=== Record extracts ===
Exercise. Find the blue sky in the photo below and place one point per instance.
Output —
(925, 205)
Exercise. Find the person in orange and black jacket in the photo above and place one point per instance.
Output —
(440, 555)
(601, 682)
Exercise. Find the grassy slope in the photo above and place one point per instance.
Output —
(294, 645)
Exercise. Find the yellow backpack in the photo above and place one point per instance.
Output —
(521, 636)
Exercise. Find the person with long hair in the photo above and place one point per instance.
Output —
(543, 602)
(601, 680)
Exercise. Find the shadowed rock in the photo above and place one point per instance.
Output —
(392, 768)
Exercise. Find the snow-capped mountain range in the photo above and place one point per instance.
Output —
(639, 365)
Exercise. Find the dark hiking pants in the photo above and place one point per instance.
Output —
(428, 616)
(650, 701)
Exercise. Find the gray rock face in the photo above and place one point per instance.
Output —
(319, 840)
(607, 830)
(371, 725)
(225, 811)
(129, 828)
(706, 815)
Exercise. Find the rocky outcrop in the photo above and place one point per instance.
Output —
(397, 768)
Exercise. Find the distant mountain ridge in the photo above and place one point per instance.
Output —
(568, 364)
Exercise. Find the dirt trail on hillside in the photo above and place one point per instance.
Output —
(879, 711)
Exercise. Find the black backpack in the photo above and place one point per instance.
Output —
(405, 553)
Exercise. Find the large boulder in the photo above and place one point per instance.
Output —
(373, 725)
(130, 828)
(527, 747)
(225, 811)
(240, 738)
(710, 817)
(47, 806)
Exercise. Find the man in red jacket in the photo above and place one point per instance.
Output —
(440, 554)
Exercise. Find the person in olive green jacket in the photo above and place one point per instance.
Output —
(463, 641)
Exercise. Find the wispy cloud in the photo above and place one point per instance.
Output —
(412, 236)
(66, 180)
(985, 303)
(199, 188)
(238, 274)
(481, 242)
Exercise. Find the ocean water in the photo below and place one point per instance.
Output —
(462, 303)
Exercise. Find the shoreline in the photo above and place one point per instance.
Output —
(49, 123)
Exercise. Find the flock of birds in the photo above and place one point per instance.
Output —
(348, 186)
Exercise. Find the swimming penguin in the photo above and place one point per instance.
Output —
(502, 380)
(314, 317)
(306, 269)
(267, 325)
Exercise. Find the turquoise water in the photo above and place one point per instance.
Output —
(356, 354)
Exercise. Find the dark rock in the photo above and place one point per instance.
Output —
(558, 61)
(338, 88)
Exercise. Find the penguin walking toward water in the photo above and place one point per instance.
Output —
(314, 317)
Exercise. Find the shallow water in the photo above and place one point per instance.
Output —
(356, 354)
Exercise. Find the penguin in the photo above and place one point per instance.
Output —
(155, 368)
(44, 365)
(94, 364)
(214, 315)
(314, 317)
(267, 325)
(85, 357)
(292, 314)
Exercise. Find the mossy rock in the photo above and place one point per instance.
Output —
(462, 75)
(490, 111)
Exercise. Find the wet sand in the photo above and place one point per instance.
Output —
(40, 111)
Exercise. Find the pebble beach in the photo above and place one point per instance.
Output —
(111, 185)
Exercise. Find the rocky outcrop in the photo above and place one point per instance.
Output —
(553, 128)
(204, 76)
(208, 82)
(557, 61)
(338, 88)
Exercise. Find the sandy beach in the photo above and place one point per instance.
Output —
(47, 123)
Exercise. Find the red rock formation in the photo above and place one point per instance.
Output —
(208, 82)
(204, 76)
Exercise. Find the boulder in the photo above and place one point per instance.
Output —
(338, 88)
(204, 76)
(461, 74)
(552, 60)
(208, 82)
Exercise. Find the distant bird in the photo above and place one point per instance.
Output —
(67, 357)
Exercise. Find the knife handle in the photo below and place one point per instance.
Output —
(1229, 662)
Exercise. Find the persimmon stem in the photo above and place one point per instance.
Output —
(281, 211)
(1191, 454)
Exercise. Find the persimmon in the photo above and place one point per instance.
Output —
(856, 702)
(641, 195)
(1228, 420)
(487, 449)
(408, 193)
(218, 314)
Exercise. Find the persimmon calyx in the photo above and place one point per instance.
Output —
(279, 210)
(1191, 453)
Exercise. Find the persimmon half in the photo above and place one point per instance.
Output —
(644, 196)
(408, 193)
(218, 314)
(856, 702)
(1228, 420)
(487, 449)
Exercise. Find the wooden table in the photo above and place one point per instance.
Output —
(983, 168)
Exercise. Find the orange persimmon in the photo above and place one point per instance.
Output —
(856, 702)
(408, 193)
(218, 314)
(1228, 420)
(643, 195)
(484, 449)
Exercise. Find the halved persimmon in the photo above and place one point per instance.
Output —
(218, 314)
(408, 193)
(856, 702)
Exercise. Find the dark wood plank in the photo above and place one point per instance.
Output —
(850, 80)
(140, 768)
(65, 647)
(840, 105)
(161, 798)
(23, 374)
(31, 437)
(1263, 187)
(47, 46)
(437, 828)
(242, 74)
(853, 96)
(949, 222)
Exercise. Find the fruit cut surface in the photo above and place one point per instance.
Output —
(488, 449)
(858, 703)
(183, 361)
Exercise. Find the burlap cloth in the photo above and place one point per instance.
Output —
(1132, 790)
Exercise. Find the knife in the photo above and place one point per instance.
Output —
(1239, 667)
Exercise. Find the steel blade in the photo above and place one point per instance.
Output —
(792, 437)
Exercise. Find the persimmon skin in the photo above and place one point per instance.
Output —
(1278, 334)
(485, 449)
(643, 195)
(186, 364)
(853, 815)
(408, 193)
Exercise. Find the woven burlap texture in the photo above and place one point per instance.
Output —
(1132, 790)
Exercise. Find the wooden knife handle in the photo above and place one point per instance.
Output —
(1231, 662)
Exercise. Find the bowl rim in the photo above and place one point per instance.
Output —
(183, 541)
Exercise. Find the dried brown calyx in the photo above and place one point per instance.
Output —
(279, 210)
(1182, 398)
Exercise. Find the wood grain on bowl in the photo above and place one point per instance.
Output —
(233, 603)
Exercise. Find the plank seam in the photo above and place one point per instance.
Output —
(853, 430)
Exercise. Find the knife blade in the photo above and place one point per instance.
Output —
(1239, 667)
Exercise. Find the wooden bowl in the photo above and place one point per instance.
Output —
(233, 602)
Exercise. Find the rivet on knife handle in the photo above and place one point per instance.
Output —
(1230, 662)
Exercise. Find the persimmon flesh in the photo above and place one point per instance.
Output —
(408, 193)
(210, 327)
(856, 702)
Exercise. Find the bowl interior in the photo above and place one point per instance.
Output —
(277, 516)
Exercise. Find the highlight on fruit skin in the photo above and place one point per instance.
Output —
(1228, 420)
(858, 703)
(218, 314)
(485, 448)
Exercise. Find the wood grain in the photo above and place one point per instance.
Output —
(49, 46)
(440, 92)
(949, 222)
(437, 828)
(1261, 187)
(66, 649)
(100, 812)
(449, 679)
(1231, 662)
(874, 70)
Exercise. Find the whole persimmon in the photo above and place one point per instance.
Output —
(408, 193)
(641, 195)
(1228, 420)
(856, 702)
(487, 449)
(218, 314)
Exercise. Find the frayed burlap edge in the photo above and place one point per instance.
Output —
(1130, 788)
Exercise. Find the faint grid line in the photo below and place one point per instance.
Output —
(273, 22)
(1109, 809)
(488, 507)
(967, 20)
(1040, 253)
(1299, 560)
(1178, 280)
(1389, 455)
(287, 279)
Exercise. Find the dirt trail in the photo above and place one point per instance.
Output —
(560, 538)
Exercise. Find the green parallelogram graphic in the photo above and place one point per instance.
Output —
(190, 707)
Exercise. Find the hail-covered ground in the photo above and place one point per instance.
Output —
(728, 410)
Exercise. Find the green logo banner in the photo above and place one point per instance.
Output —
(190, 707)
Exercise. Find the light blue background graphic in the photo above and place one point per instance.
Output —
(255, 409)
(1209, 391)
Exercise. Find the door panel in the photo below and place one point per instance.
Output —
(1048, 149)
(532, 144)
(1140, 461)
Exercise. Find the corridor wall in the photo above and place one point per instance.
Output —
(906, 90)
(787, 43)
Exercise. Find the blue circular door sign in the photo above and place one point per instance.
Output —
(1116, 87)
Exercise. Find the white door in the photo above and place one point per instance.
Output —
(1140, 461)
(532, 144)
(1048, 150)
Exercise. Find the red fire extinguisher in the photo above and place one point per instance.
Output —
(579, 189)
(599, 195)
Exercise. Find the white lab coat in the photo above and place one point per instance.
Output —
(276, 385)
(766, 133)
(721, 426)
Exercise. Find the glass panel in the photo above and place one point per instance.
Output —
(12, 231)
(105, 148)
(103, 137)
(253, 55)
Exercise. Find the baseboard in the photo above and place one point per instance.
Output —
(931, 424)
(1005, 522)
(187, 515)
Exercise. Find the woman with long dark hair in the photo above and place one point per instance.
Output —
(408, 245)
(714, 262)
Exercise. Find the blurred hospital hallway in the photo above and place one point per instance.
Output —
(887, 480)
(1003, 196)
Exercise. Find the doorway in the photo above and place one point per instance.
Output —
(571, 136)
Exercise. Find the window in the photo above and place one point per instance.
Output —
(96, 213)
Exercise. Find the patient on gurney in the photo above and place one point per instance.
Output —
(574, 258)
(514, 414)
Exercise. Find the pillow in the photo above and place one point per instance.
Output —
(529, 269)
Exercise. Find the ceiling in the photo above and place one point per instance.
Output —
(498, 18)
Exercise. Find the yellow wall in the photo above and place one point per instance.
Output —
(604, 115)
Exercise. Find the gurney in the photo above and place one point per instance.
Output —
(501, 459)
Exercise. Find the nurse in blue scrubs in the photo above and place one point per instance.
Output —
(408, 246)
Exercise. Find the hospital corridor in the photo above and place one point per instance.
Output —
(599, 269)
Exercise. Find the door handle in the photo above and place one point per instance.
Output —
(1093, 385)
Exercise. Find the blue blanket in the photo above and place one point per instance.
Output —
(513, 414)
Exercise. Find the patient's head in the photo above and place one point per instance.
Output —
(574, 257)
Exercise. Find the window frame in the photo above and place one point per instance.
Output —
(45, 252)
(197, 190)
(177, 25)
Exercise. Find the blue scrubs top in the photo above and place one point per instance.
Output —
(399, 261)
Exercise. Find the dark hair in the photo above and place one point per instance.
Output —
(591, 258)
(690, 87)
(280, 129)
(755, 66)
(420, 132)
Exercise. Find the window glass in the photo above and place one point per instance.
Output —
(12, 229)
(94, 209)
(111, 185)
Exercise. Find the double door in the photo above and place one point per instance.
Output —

=== Instructions to follow ===
Starting from the line containing "Exercise. Find the hospital", repeat each line through the end of the entries, exactly.

=== Output for this exercise ===
Exercise. Find the hospital corridor in the photo above and place one point per instance.
Output —
(599, 269)
Exercise. Find the door handle in the photo above and place one point per instance.
Output —
(1093, 385)
Exercise. Find the blue blanket in the photo above and place one point per instance.
Output —
(513, 414)
Exercise. Find the patient's head in the photo above and place one point per instance.
Output —
(574, 257)
Exercise. Find the window frame in the photo above and place one point per instance.
Output —
(45, 252)
(197, 190)
(177, 25)
Exercise. Find the blue scrubs top in the photo above and place one point per instance.
Output —
(399, 261)
Exercise. Find the dark hair in the photo above and place one point per instance.
Output —
(591, 258)
(690, 87)
(280, 129)
(755, 66)
(420, 132)
Exercise. Find the window glass in the photo above and place one point per instance.
Output —
(12, 229)
(94, 209)
(111, 185)
Exercise. Find the double door in the photo above and place one point per instance.
Output —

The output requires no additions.